BEGIN

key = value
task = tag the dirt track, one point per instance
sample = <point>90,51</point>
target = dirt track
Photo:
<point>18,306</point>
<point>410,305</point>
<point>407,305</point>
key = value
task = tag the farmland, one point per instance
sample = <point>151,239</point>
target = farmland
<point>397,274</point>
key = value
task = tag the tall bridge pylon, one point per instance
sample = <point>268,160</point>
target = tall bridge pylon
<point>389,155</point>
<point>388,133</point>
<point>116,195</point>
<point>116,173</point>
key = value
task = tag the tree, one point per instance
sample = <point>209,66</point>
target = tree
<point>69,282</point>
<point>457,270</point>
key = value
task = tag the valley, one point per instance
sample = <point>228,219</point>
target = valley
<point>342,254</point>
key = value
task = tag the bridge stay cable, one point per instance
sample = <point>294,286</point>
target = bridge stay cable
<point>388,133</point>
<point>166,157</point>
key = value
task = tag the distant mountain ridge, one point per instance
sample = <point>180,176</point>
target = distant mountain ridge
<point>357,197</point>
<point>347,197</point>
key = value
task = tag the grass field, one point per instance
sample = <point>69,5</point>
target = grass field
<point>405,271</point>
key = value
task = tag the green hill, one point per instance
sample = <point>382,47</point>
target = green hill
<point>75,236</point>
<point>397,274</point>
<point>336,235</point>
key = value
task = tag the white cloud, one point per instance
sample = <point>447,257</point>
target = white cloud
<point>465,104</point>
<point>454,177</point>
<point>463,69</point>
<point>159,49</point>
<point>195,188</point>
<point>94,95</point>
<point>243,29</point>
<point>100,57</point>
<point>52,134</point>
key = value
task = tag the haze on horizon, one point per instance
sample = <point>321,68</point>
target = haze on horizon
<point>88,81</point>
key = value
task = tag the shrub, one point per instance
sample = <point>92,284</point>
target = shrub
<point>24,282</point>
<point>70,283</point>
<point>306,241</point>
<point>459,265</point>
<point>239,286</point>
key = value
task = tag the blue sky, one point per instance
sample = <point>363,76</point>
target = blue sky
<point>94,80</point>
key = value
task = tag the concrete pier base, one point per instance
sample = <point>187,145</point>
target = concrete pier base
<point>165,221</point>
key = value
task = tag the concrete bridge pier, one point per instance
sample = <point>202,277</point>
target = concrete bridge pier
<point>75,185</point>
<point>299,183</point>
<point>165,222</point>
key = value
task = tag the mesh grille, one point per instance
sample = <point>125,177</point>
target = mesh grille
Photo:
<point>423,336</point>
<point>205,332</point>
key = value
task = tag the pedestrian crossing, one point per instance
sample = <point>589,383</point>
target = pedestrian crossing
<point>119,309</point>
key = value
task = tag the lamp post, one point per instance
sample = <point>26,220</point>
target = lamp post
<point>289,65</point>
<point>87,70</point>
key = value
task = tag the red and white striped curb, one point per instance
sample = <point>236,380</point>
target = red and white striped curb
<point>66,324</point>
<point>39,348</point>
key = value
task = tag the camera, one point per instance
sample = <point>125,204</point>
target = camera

END

→ **To do**: Where a line contains the word "track", copy that line from the listing above.

→ **Result for this task**:
task = tag the dirt track, one point per instance
target = dirt track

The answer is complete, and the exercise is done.